Retype the entries word for word, leaving nothing out.

GIVEN INFORMATION Start Marker

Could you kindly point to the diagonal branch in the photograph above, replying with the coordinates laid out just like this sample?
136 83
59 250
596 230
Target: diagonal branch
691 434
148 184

GIVEN INFORMATION End Marker

> **THE COMPLETED TASK**:
Could you kindly point to the diagonal branch in the photograph above, replying with the coordinates laid out just like this sample?
136 83
59 250
596 230
Target: diagonal branch
691 434
148 184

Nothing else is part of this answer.